— START OF Document —
Re: Retrieve documents that contain max value for a field

Posted by Sushil Vegad <vs...@serebrum.com>.
This looks useful, but I am not sure how to use the component. Could you
please elaborate?

Also, this is not available in Solr 1.3. Any equivalent of it in 1.3?

Thanks,
Sushil


ryantxu wrote:
> 
> not exactly what you are asking for, but check:
> http://wiki.apache.org/solr/StatsComponent
> 
> this will at least tell you the max/min versionId...   right now it  
> only works with numeric values, so it won't help for timestamp.
> 
> ryan
> 

-- 
View this message in context: http://www.nabble.com/Retrieve-documents-that-contain-max-value-for-a-field-tp21175643p21203697.html
Sent from the Solr - User mailing list archive at Nabble.com.


Re: Retrieve documents that contain max value for a field

Posted by Ryan McKinley <ry...@gmail.com>.
— END OF Document —
Task requirements>
[1] Answer these questions using the Solr mailing-list thread.
(a) Which version of Solr does Sushil say lacks the component?
(b) What kind of values does ryan say the component currently works with?
(c) For which kind of field does ryan say the component will not help?
[2] Retype the portion of the Solr mailing-list thread from "Also, this is" to "help for timestamp.".
[3] Write what comes next in the Solr mailing-list thread, starting right after its final line.
— START OF Records provided —
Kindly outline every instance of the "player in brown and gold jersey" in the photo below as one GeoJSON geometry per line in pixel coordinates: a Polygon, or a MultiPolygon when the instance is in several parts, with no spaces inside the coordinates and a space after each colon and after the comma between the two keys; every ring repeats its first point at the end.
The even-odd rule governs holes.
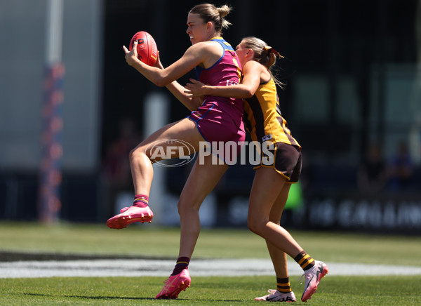
{"type": "Polygon", "coordinates": [[[316,291],[328,269],[324,262],[312,258],[279,225],[290,184],[300,178],[302,162],[301,146],[281,114],[276,85],[283,84],[270,70],[276,56],[281,55],[255,37],[243,39],[236,52],[243,67],[240,84],[210,86],[192,79],[192,83],[186,85],[187,93],[194,97],[213,95],[246,99],[244,121],[252,140],[268,145],[270,153],[262,154],[260,164],[255,167],[248,225],[252,232],[266,240],[277,283],[277,290],[269,290],[269,294],[256,300],[295,300],[288,274],[288,254],[304,270],[305,284],[301,300],[305,302],[316,291]]]}

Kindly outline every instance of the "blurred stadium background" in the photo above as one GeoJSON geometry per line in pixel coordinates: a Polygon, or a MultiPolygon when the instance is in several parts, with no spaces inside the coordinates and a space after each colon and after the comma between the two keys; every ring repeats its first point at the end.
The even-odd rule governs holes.
{"type": "MultiPolygon", "coordinates": [[[[105,222],[132,201],[128,151],[151,124],[188,114],[126,65],[121,46],[147,31],[163,64],[171,64],[190,45],[187,13],[200,2],[64,0],[62,22],[55,20],[62,48],[53,68],[46,55],[54,37],[51,2],[0,0],[0,220],[51,221],[41,209],[50,184],[57,199],[47,192],[47,202],[58,220],[105,222]],[[51,101],[61,106],[47,112],[51,101]],[[148,102],[158,106],[156,117],[148,102]],[[48,163],[41,162],[46,154],[48,163]],[[53,171],[46,180],[46,167],[53,171]]],[[[288,84],[281,106],[304,165],[282,222],[421,234],[421,1],[213,3],[234,8],[224,35],[233,46],[256,36],[288,58],[279,63],[278,76],[288,84]],[[410,157],[403,178],[394,176],[401,147],[410,157]],[[387,176],[368,188],[357,178],[373,147],[382,161],[369,172],[382,168],[387,176]]],[[[176,225],[189,166],[155,168],[153,224],[176,225]]],[[[253,176],[250,166],[227,171],[203,204],[204,226],[246,226],[253,176]]]]}

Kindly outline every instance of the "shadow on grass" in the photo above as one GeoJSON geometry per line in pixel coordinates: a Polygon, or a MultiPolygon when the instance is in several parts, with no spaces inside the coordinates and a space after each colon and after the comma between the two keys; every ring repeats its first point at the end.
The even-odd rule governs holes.
{"type": "MultiPolygon", "coordinates": [[[[56,298],[57,295],[53,294],[44,294],[44,293],[23,293],[25,295],[32,296],[44,296],[56,298]]],[[[60,295],[63,298],[87,298],[91,300],[158,300],[154,298],[130,298],[123,296],[86,296],[86,295],[60,295]]],[[[177,300],[180,301],[202,301],[202,302],[243,302],[241,300],[209,300],[209,299],[194,299],[187,300],[185,298],[178,298],[177,300]]]]}

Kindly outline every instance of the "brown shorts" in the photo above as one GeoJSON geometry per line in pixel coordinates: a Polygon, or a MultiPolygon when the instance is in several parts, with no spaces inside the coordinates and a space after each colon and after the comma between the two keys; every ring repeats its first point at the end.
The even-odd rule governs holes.
{"type": "MultiPolygon", "coordinates": [[[[274,149],[269,149],[273,154],[273,164],[260,164],[254,167],[256,170],[260,167],[273,168],[287,180],[287,182],[297,182],[301,174],[302,157],[299,147],[284,142],[274,144],[274,149]]],[[[262,158],[265,158],[263,154],[262,158]]]]}

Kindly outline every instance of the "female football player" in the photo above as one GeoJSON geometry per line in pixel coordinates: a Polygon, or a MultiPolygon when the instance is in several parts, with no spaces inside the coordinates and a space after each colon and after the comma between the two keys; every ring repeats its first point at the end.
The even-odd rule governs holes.
{"type": "MultiPolygon", "coordinates": [[[[181,140],[192,145],[196,152],[200,142],[236,142],[245,139],[242,121],[243,101],[232,98],[204,97],[203,101],[191,98],[175,80],[195,69],[198,79],[215,86],[238,84],[241,67],[232,47],[222,37],[222,31],[230,25],[224,17],[229,13],[227,6],[216,8],[205,4],[195,6],[187,15],[187,29],[192,46],[178,60],[166,68],[159,61],[150,67],[138,59],[137,42],[131,51],[123,46],[127,63],[159,86],[166,86],[189,109],[191,114],[170,124],[152,133],[131,152],[130,164],[135,187],[133,205],[108,220],[111,228],[126,227],[133,222],[150,222],[153,213],[148,206],[148,196],[153,178],[153,145],[167,152],[166,140],[181,140]],[[148,147],[149,149],[148,149],[148,147]]],[[[237,151],[239,152],[239,149],[237,151]]],[[[172,157],[178,157],[176,154],[172,157]]],[[[230,157],[220,156],[225,159],[230,157]]],[[[196,159],[185,185],[178,204],[180,220],[179,258],[173,273],[156,298],[176,298],[190,285],[187,267],[200,232],[199,209],[205,197],[215,187],[227,169],[226,163],[212,164],[207,155],[199,163],[196,159]]],[[[146,242],[145,239],[145,244],[146,242]]]]}
{"type": "Polygon", "coordinates": [[[246,99],[245,124],[251,139],[261,146],[267,146],[270,152],[262,157],[260,165],[255,167],[248,225],[252,232],[266,240],[277,283],[277,290],[269,290],[269,295],[256,300],[295,301],[288,274],[288,254],[304,270],[306,279],[301,300],[306,301],[316,291],[328,270],[324,262],[312,258],[279,225],[290,184],[298,181],[302,162],[301,146],[291,135],[281,114],[276,84],[281,87],[283,84],[271,72],[276,56],[281,55],[255,37],[243,39],[236,52],[243,67],[240,84],[215,86],[191,79],[192,83],[186,85],[185,93],[191,97],[212,95],[246,99]]]}

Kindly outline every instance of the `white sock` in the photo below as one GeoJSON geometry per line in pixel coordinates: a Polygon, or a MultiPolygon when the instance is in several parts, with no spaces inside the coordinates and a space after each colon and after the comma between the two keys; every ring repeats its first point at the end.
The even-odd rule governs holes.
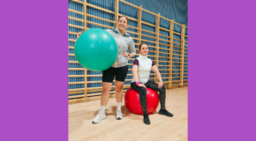
{"type": "Polygon", "coordinates": [[[122,102],[117,102],[117,107],[118,110],[121,110],[122,102]]]}
{"type": "Polygon", "coordinates": [[[105,113],[106,106],[101,106],[100,112],[105,113]]]}

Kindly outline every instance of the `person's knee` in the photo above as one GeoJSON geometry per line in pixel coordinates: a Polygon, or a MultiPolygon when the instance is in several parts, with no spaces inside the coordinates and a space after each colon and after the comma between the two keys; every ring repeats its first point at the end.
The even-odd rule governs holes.
{"type": "Polygon", "coordinates": [[[147,89],[145,87],[139,87],[139,94],[146,95],[147,89]]]}
{"type": "Polygon", "coordinates": [[[109,91],[110,91],[110,89],[109,87],[103,87],[102,88],[102,94],[109,93],[109,91]]]}
{"type": "Polygon", "coordinates": [[[165,92],[165,86],[162,85],[162,86],[160,88],[160,91],[161,91],[162,93],[164,93],[164,92],[165,92]]]}
{"type": "Polygon", "coordinates": [[[116,92],[117,92],[117,93],[121,93],[121,92],[123,92],[123,86],[116,87],[116,92]]]}

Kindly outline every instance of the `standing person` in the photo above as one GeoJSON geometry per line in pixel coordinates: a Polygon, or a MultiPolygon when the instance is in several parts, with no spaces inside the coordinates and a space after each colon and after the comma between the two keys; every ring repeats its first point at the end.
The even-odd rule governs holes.
{"type": "MultiPolygon", "coordinates": [[[[116,77],[116,98],[117,98],[117,120],[121,120],[123,115],[121,112],[121,105],[123,101],[123,87],[124,79],[128,72],[128,61],[135,56],[136,50],[132,38],[125,32],[128,27],[129,20],[127,17],[121,16],[118,19],[117,27],[106,29],[116,40],[118,47],[118,55],[115,63],[108,70],[103,70],[102,75],[102,94],[101,98],[101,108],[96,116],[93,120],[93,123],[98,123],[106,118],[105,108],[109,101],[109,92],[111,90],[113,79],[116,77]],[[130,56],[126,53],[129,50],[130,56]]],[[[82,32],[78,33],[78,37],[82,32]]]]}
{"type": "Polygon", "coordinates": [[[159,100],[161,104],[160,115],[172,117],[173,115],[165,109],[165,87],[162,84],[161,74],[154,65],[154,62],[147,58],[148,47],[146,43],[139,46],[139,56],[137,57],[132,65],[133,78],[131,83],[132,89],[139,93],[139,102],[143,110],[143,122],[150,124],[147,110],[147,87],[159,92],[159,100]],[[159,83],[149,81],[150,70],[153,70],[159,80],[159,83]]]}

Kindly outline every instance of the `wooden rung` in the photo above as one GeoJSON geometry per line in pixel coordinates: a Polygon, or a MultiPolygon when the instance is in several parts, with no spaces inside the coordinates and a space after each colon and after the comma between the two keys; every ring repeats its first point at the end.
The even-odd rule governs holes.
{"type": "Polygon", "coordinates": [[[75,56],[75,54],[69,54],[69,56],[75,56]]]}
{"type": "Polygon", "coordinates": [[[79,3],[79,4],[84,4],[83,2],[81,2],[81,1],[79,1],[79,0],[71,0],[71,1],[73,1],[73,2],[76,2],[76,3],[79,3]]]}
{"type": "MultiPolygon", "coordinates": [[[[136,56],[139,56],[139,54],[135,54],[136,56]]],[[[147,55],[147,56],[156,57],[156,56],[147,55]]]]}
{"type": "Polygon", "coordinates": [[[154,13],[154,12],[152,12],[152,11],[147,11],[147,10],[145,10],[145,9],[143,9],[143,8],[142,8],[142,11],[147,11],[147,12],[149,12],[149,13],[154,15],[154,16],[157,16],[157,14],[155,14],[155,13],[154,13]]]}
{"type": "Polygon", "coordinates": [[[124,1],[124,0],[119,0],[119,2],[122,2],[122,3],[127,4],[128,5],[131,5],[131,6],[136,7],[136,8],[139,8],[139,6],[136,6],[136,5],[134,5],[134,4],[131,4],[131,3],[125,2],[125,1],[124,1]]]}
{"type": "Polygon", "coordinates": [[[164,49],[164,50],[169,50],[169,48],[161,48],[161,47],[159,47],[158,48],[164,49]]]}
{"type": "Polygon", "coordinates": [[[181,35],[181,33],[176,33],[176,32],[173,32],[173,33],[175,33],[175,34],[178,34],[178,35],[181,35]]]}
{"type": "Polygon", "coordinates": [[[102,20],[105,20],[105,21],[108,21],[108,22],[110,22],[110,23],[116,23],[115,21],[112,21],[112,20],[109,20],[109,19],[103,19],[103,18],[100,18],[100,17],[97,17],[97,16],[94,16],[94,15],[90,15],[90,14],[87,14],[87,16],[88,17],[92,17],[92,18],[94,18],[94,19],[102,19],[102,20]]]}
{"type": "Polygon", "coordinates": [[[69,41],[76,41],[74,39],[69,39],[69,41]]]}
{"type": "Polygon", "coordinates": [[[85,97],[85,94],[82,94],[82,95],[72,95],[72,96],[69,96],[69,99],[79,98],[79,97],[85,97]]]}
{"type": "Polygon", "coordinates": [[[167,41],[167,42],[171,42],[170,41],[167,41],[167,40],[161,39],[161,38],[159,38],[159,40],[163,41],[167,41]]]}
{"type": "Polygon", "coordinates": [[[139,38],[134,38],[134,37],[131,37],[132,39],[134,39],[134,40],[140,40],[140,39],[139,39],[139,38]]]}
{"type": "Polygon", "coordinates": [[[159,52],[160,54],[166,54],[166,55],[169,55],[169,53],[168,52],[159,52]]]}
{"type": "Polygon", "coordinates": [[[84,70],[85,68],[69,68],[68,70],[84,70]]]}
{"type": "Polygon", "coordinates": [[[179,23],[177,23],[177,22],[175,22],[175,21],[174,21],[174,23],[177,24],[177,25],[182,26],[181,24],[179,24],[179,23]]]}
{"type": "Polygon", "coordinates": [[[177,41],[182,41],[182,40],[179,40],[179,39],[177,39],[177,38],[173,38],[173,40],[177,40],[177,41]]]}
{"type": "Polygon", "coordinates": [[[146,37],[149,37],[149,38],[156,39],[156,37],[153,37],[153,36],[149,36],[149,35],[146,35],[146,34],[142,34],[142,33],[141,33],[141,36],[146,36],[146,37]]]}
{"type": "Polygon", "coordinates": [[[74,20],[79,20],[79,21],[81,21],[81,22],[85,22],[84,19],[77,19],[77,18],[71,17],[71,16],[69,16],[69,19],[74,19],[74,20]]]}
{"type": "Polygon", "coordinates": [[[103,27],[107,27],[107,28],[112,28],[109,26],[106,26],[106,25],[102,25],[102,24],[98,24],[98,23],[94,23],[94,22],[91,22],[91,21],[87,21],[89,24],[93,24],[93,25],[96,25],[96,26],[103,26],[103,27]]]}
{"type": "Polygon", "coordinates": [[[180,52],[180,53],[182,53],[182,51],[179,51],[179,50],[172,50],[172,51],[176,51],[176,52],[180,52]]]}
{"type": "Polygon", "coordinates": [[[171,77],[164,77],[164,78],[170,78],[171,77]]]}
{"type": "Polygon", "coordinates": [[[160,18],[163,19],[166,19],[166,20],[169,20],[169,21],[171,21],[170,19],[165,18],[165,17],[162,17],[162,16],[160,16],[160,18]]]}
{"type": "Polygon", "coordinates": [[[75,33],[75,32],[69,32],[69,33],[72,33],[72,34],[78,34],[78,33],[75,33]]]}
{"type": "Polygon", "coordinates": [[[138,33],[130,32],[130,31],[127,31],[127,30],[126,30],[126,32],[127,32],[127,33],[134,33],[134,34],[139,34],[139,33],[138,33]]]}
{"type": "Polygon", "coordinates": [[[90,78],[90,77],[102,77],[102,74],[90,74],[90,75],[87,75],[87,78],[90,78]]]}
{"type": "Polygon", "coordinates": [[[134,20],[134,21],[137,21],[137,22],[138,22],[138,19],[133,19],[133,18],[132,18],[132,17],[129,17],[129,16],[126,16],[126,15],[123,15],[123,14],[118,14],[118,15],[119,15],[119,16],[125,16],[125,17],[127,17],[128,19],[132,19],[132,20],[134,20]]]}
{"type": "MultiPolygon", "coordinates": [[[[170,38],[169,36],[164,35],[164,34],[161,34],[159,33],[160,36],[163,36],[163,37],[167,37],[167,38],[170,38]]],[[[171,39],[171,38],[170,38],[171,39]]]]}
{"type": "Polygon", "coordinates": [[[169,56],[158,56],[159,58],[168,58],[169,59],[169,56]]]}
{"type": "Polygon", "coordinates": [[[147,42],[157,43],[157,42],[155,42],[155,41],[147,41],[147,40],[144,40],[144,39],[141,39],[141,41],[147,41],[147,42]]]}
{"type": "Polygon", "coordinates": [[[178,43],[178,42],[175,42],[175,41],[173,41],[173,43],[175,43],[175,44],[179,44],[179,45],[181,45],[181,43],[178,43]]]}
{"type": "Polygon", "coordinates": [[[83,13],[81,11],[79,11],[72,10],[72,9],[69,9],[69,11],[72,11],[72,12],[75,12],[75,13],[78,13],[78,14],[85,15],[85,13],[83,13]]]}
{"type": "Polygon", "coordinates": [[[79,63],[78,61],[69,61],[71,63],[79,63]]]}
{"type": "Polygon", "coordinates": [[[178,60],[182,60],[182,58],[176,58],[176,57],[172,57],[172,59],[178,59],[178,60]]]}
{"type": "Polygon", "coordinates": [[[162,63],[170,63],[170,61],[162,61],[162,60],[158,60],[158,62],[162,62],[162,63]]]}
{"type": "Polygon", "coordinates": [[[162,30],[165,30],[165,31],[167,31],[167,32],[169,32],[169,29],[165,29],[165,28],[162,28],[162,27],[159,27],[159,28],[162,29],[162,30]]]}
{"type": "Polygon", "coordinates": [[[83,26],[76,26],[76,25],[72,25],[72,24],[69,24],[69,26],[77,27],[77,28],[81,28],[81,29],[86,29],[86,28],[83,27],[83,26]]]}
{"type": "Polygon", "coordinates": [[[148,46],[147,45],[147,47],[157,48],[157,47],[154,47],[154,46],[148,46]]]}
{"type": "Polygon", "coordinates": [[[69,82],[69,85],[75,85],[75,84],[85,84],[85,81],[69,82]]]}
{"type": "Polygon", "coordinates": [[[77,89],[69,89],[68,91],[81,91],[81,90],[85,90],[85,88],[77,88],[77,89]]]}
{"type": "Polygon", "coordinates": [[[172,56],[182,56],[182,55],[177,55],[177,54],[172,54],[172,56]]]}
{"type": "Polygon", "coordinates": [[[138,27],[134,27],[134,26],[128,26],[128,27],[131,27],[131,28],[134,28],[134,29],[139,29],[139,28],[138,28],[138,27]]]}
{"type": "Polygon", "coordinates": [[[141,31],[147,32],[147,33],[154,33],[154,34],[157,34],[156,33],[153,33],[153,32],[150,32],[150,31],[145,30],[145,29],[141,29],[141,31]]]}
{"type": "Polygon", "coordinates": [[[170,46],[171,46],[171,45],[165,44],[165,43],[161,43],[161,42],[159,42],[159,44],[161,44],[161,45],[164,45],[164,46],[169,46],[169,47],[170,47],[170,46]]]}
{"type": "Polygon", "coordinates": [[[145,25],[151,26],[153,26],[153,27],[155,27],[154,25],[152,25],[152,24],[147,23],[147,22],[145,22],[145,21],[141,21],[141,23],[142,23],[142,24],[145,24],[145,25]]]}
{"type": "Polygon", "coordinates": [[[181,49],[182,49],[182,48],[181,48],[181,47],[173,46],[173,48],[181,48],[181,49]]]}
{"type": "Polygon", "coordinates": [[[158,66],[171,67],[171,65],[158,64],[158,66]]]}
{"type": "Polygon", "coordinates": [[[102,8],[102,7],[99,7],[99,6],[95,6],[95,5],[93,5],[93,4],[87,4],[87,6],[90,6],[90,7],[93,7],[94,9],[98,9],[98,10],[101,10],[101,11],[106,11],[106,12],[109,12],[110,14],[115,14],[114,11],[109,11],[109,10],[106,10],[104,8],[102,8]]]}
{"type": "Polygon", "coordinates": [[[86,75],[69,75],[69,78],[83,78],[86,75]]]}

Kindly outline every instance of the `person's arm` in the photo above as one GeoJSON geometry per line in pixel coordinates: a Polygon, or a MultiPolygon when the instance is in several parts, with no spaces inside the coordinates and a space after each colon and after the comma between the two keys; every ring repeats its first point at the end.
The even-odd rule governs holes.
{"type": "Polygon", "coordinates": [[[155,65],[152,66],[152,70],[155,73],[155,75],[156,75],[156,77],[158,78],[158,81],[159,81],[158,87],[161,88],[162,86],[163,83],[162,83],[162,80],[161,74],[160,74],[160,72],[159,72],[159,70],[158,70],[158,69],[156,68],[155,65]]]}
{"type": "MultiPolygon", "coordinates": [[[[135,59],[134,62],[135,62],[135,63],[133,63],[133,65],[132,65],[132,75],[133,75],[133,78],[135,80],[135,83],[137,83],[139,81],[139,75],[138,75],[139,62],[137,59],[135,59]],[[136,63],[136,62],[138,64],[136,63]]],[[[139,84],[138,86],[143,86],[143,87],[147,88],[146,85],[143,84],[139,84]]]]}
{"type": "Polygon", "coordinates": [[[136,54],[136,49],[135,49],[135,45],[133,42],[132,38],[130,37],[131,41],[129,42],[129,52],[130,52],[130,56],[128,56],[128,58],[130,59],[131,57],[134,56],[136,54]]]}
{"type": "Polygon", "coordinates": [[[84,33],[84,31],[79,32],[77,34],[77,39],[76,41],[79,38],[79,36],[84,33]]]}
— END OF Records provided —
Responses to the tasks>
[1]
(a) Solr 1.3
(b) Only numeric values
(c) Timestamp

[2]
Also, this is not available in Solr 1.3. Any equivalent of it in 1.3?

Thanks,
Sushil


ryantxu wrote:
> 
> not exactly what you are asking for, but check:
> http://wiki.apache.org/solr/StatsComponent
> 
> this will at least tell you the max/min versionId...   right now it  
> only works with numeric values, so it won't help for timestamp.

[3]
>
> We want to write a single query where the query returns doc1_1,  
> doc2_2 and
> so on...that is for documents that have the same id, we want the  
> query to
> return the document with highest versionId or the latest timestamp.
>
> Any thoughts how this can be done?
>

not exactly what you are asking for, but check:
http://wiki.apache.org/solr/StatsComponent

this will at least tell you the max/min versionId...   right now it  
only works with numeric values, so it won't help for timestamp.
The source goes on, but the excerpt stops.